Extrait.
________________________________________

Dans une certaine mesure, les principaux composants de ce modèle proviennent d’études anthropologiques menées par Marcel Griaule et ses étudiants, mettant en particulier l’accent sur l’exégèse de la société dogon à travers une compréhension pointue de leur mythologie. Quand ces éléments sont mélangés dans les brochures de voyage avec des descriptions colorées des falaises de Bandiagara, l’image d’une société mystérieuse, exotique et lointaine est habilement restituée.

Lane 1988 : 66[23]

Un tel scénario est toujours plus ou moins attribué à un exotisme entremêlé avec la production anthropologique qui lui sert de légitimation. Le champ touristique est traversé par des divisions entre les « purs » et les « commerciaux », ces derniers produisant le discours dominant. De façon générale, le discours web-touristique étudié ne s’écarte pas du modèle touristique discursif dominant et est même tourné vers la reproduction de ce modèle international et populaire dans lequel la plupart des activités touristiques sont gérées. Mais, « comme toute activité enchantée, le tourisme repose sur la dénégation de sa réalité économique. Tout doit se passer comme si les rapports étaient directs, personnels et transparents » (Winkin 2001 : 222-223). Il y aurait même un effort pour « protéger l’aimable innocence indigène que violentent conquistadores, créoles, colons et autres fauteurs d’urbanisation » (Bayart 1996 : 85). En réalité, ces pratiques désintéressées ne cessent d’obéir à l’intérêt économique, « alors même qu’elles donnent toutes les apparences du désintéressement » (Bourdieu 2000 : 362). Ainsi, quoi qu’il fasse, l’alter-tourisme reste un spectacle piégé par la domination du modèle même du tourisme qu’il combat.

________________________________________

Lignes fournies.
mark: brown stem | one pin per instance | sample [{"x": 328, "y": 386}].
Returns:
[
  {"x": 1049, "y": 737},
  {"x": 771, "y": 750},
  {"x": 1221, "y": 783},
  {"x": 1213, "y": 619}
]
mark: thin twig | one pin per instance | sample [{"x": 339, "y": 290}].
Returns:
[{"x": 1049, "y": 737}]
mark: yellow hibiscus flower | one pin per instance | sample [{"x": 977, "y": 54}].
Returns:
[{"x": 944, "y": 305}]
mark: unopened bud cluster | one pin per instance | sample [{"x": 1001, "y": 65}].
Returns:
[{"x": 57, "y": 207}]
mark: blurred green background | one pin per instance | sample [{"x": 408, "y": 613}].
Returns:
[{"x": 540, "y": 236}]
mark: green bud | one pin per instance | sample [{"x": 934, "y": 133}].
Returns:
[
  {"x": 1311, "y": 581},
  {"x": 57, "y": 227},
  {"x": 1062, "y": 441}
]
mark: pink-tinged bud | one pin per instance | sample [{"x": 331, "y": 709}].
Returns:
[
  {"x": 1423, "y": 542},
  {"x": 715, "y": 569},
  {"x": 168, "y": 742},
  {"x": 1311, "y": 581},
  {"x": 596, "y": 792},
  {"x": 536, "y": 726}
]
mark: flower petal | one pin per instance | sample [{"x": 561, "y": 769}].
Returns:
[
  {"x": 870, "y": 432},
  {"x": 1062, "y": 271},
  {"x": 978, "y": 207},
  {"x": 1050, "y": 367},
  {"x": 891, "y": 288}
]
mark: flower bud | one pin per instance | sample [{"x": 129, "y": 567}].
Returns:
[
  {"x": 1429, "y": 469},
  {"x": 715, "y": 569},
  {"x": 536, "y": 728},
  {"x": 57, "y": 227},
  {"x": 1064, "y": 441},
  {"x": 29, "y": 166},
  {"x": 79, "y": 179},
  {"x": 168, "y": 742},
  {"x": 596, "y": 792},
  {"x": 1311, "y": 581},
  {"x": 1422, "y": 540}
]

________________________________________

Exercices.
**1.** D'après l'extrait sur le tourisme en pays dogon, entre quels deux groupes le champ touristique est-il divisé ?
**2.** Poursuivez l'extrait sur le tourisme en pays dogon après sa dernière phrase.
Les lignes forment un matériau à part, sans lien avec l'extrait.

Corrigé par exercice.
**1.** Entre les « purs » et les « commerciaux ».

**2.**
Les pages web qui font l’objet de ce travail donnent force à l’exotique, à l’exotisme ou même à l’« exotisation » et à la préservation, voire à la primitivité du Pays Dogon. Ces leviers fondent la substantivation de l’identité dogon, renouvelant ainsi les stéréotypes et le discours colonial, qui, en retour, viennent renforcer l’identité ethnique dogon.

Substantivation de l’identité

Le discours web-touristique n’échappe pas à cette logique où l’autochtone est en quelque sorte et en définitive évacué. Les Dogon eux-mêmes ne proposent que très peu de contenus qui leur sont propres, sinon de façon très marginale. Lorsqu’il est présent, l’individu dogon apparaît stéréotypé – artisan, paysan, bouvier, danseur, guide – et localisé, parce qu’il est attaché à un lieu et à une activité précise.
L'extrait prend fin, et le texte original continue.